Records supplied:
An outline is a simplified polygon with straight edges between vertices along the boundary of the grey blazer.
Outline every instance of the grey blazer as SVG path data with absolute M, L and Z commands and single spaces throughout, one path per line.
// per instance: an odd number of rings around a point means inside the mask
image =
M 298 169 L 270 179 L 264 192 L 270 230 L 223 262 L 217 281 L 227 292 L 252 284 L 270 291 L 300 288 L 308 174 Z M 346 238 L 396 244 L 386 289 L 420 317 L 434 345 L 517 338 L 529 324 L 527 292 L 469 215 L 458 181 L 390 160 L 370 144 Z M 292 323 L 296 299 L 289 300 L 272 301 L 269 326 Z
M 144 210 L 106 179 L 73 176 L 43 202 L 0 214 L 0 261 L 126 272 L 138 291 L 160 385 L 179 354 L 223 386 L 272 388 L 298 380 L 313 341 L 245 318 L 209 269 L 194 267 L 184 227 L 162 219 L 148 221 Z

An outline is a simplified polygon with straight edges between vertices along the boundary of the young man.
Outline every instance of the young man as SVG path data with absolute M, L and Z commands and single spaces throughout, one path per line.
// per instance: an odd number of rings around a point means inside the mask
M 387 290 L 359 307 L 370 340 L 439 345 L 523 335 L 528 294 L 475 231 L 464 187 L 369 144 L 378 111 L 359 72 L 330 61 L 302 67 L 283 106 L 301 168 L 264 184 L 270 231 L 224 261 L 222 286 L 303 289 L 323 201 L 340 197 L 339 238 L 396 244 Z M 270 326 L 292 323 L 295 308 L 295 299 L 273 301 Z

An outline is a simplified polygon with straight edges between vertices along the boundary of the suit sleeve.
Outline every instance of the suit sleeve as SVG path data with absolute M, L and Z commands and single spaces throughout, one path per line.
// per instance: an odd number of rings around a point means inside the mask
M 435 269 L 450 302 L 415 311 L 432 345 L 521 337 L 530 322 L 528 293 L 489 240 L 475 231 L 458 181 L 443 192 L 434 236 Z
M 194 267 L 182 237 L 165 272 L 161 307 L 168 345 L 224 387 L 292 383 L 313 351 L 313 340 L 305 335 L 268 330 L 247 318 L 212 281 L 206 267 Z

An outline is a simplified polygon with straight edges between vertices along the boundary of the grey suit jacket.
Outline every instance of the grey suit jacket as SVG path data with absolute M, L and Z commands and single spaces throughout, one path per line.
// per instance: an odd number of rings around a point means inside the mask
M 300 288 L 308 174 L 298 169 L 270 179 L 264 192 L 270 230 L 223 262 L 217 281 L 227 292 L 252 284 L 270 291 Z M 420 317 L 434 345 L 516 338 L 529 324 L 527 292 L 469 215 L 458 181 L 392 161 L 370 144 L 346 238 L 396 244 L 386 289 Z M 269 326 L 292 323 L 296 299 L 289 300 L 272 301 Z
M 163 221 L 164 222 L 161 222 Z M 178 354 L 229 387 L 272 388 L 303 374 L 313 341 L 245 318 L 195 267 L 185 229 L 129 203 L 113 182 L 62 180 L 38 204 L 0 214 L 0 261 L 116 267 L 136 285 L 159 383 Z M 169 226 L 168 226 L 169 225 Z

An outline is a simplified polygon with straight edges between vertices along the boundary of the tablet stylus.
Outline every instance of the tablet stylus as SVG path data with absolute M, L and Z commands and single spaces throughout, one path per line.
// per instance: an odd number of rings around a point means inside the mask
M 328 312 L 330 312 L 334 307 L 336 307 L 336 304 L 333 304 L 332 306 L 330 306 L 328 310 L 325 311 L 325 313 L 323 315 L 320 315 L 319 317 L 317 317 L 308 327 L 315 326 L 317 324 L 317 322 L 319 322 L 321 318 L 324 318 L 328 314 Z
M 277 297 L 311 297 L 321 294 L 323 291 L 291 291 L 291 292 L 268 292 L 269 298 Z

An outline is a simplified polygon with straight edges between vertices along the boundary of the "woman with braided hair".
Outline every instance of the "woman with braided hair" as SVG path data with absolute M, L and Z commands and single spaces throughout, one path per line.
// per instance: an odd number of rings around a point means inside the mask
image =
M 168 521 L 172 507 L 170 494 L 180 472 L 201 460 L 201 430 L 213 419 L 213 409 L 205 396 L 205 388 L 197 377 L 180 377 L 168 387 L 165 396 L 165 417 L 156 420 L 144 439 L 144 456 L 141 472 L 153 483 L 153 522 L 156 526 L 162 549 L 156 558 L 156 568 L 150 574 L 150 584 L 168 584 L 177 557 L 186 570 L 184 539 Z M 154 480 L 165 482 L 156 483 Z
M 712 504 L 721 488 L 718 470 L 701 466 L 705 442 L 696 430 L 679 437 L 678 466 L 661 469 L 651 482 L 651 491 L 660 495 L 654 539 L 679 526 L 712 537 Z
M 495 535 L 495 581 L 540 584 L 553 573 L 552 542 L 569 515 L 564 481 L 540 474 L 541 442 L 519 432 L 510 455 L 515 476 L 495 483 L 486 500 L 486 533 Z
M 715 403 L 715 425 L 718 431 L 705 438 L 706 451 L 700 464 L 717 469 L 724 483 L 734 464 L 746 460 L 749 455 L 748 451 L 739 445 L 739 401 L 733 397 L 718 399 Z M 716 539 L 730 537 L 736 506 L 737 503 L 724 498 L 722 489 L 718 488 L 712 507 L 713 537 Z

Aim: Copy out, word for word, the lines of the listing from the one holding "grey suit jacket." through the one holding "M 300 288 L", both of those lines included.

Output:
An outline is a simplified polygon with straight edges between vertices along the boundary of the grey suit jacket.
Outline every instance of the grey suit jacket as SVG path data with absolute M, L and Z commands and single spaces throughout, one path per line.
// per instance: an odd number of rings around a point means inside the mask
M 300 288 L 308 174 L 298 169 L 270 179 L 264 192 L 270 230 L 223 262 L 217 281 L 227 292 L 252 284 L 270 291 Z M 420 317 L 434 345 L 516 338 L 529 324 L 527 292 L 469 215 L 458 181 L 392 161 L 370 144 L 346 238 L 396 244 L 386 289 Z M 269 326 L 292 323 L 296 299 L 289 300 L 272 301 Z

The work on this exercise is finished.